I don't know if any of that was helpful to you, or stricrly what you were asking, but there it is. Maybe it'll give you some ideas.

----------


## - Max -

I use sigma micron ink pens for black and white work when working on traditional inked stuff and it's pretty good for detailed precision work (overland and cities small size maps).

----------


## Nerevar

> Sketchbook Pro has some of the key features of mapmaking--multiple layers and brush settings--coupled with the versatility of the touchscreen. It lacks the ability to add custom brushes, which is a very valuable part of photoshop, however. The biggest problem with mapping on a mobile device, in my opinion (I have also tried Sketchbook Pro) is that fingers and styli are not fine enough for the necessary details (filesize and computer processin are probably also issues, I suppose). That might be one reason you don't see it appear much here. The other is that many people have graphics tablets and find that good enough.
> 
> I definitely think mobile drawing apps could be hugely useful mapping tools in the future. As I said before,  it would be good to see some of your work, if you have any? I'd be incredibly interested in seeing what you can do with Sketchbook Pro. It might be that the Guilders are just waiting for someone to demonstrate the potential of the technology, and that someone could be you.
> 
> THW


Thanks for the tips and thanks to everyone else as well.

I'm actually using Sketchbook Pro on my computer with a Wacom tablet. I wasn't even aware that it had a mobile version haha

I like the program a lot, but I find myself often limited compared to what I see in other people's maps. To be honest though, it may be more of a skill limitation than a software limitation.

I'm currently working on a map using a combination of CC3 (for the actual map)  and Sketchbook Pro (for artsy map nuances and some shading).

Once I finish it I'll upload it for some feedback  :Smile:

----------

◆ Written request A
Scale the rows between the line holding "The scan above contains the upper lip" and the line holding "[60,125,326,181]", inclusive. Give every one of those lines again with the requests unchanged, but multiply each bounding-box coordinate in the answers by 1.9 and round it to a whole number, with halves rounded up.

◆ Available records
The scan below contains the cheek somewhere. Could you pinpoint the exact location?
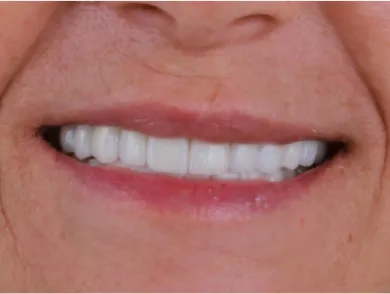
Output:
[326,2,390,290]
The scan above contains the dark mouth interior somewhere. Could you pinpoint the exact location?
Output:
[38,126,348,170]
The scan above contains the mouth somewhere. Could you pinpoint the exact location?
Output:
[39,105,349,218]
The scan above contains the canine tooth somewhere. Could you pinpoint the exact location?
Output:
[60,125,76,153]
[189,140,230,175]
[119,130,147,166]
[282,168,297,180]
[265,169,284,182]
[91,126,119,163]
[146,137,189,174]
[282,142,302,170]
[257,144,283,173]
[74,125,92,160]
[230,144,259,172]
[314,141,327,163]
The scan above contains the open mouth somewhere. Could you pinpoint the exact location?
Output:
[43,125,342,182]
[40,103,347,218]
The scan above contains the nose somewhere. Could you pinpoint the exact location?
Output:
[107,1,304,49]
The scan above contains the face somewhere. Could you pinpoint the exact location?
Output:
[0,2,390,292]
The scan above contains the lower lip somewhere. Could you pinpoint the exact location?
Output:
[57,154,328,220]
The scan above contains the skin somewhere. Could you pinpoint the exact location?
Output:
[0,2,390,292]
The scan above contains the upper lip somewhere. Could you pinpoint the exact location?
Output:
[46,102,344,144]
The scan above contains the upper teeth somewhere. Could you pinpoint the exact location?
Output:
[60,125,326,181]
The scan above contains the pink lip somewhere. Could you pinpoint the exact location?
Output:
[43,104,337,219]
[57,156,329,220]
[49,103,342,144]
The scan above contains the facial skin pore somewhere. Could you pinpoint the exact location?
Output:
[0,2,390,292]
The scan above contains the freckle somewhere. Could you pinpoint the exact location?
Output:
[299,216,306,228]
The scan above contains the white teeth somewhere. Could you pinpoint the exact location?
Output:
[119,130,147,166]
[314,142,326,163]
[188,140,230,175]
[91,127,119,163]
[60,125,76,153]
[146,137,188,174]
[60,125,327,182]
[282,142,302,170]
[257,144,283,173]
[74,125,92,160]
[230,144,259,172]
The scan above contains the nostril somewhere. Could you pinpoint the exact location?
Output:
[226,14,278,43]
[112,2,174,29]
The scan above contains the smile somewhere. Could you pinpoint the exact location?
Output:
[42,105,345,217]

◆ Written request B
List every software program named in the forum thread on mapmaking tools.

◆ Expected output A
The scan above contains the upper lip somewhere. Could you pinpoint the exact location?
Output:
[87,194,654,274]
The scan above contains the upper teeth somewhere. Could you pinpoint the exact location?
Output:
[114,238,619,344]

◆ Expected output B
Sketchbook Pro
photoshop
CC3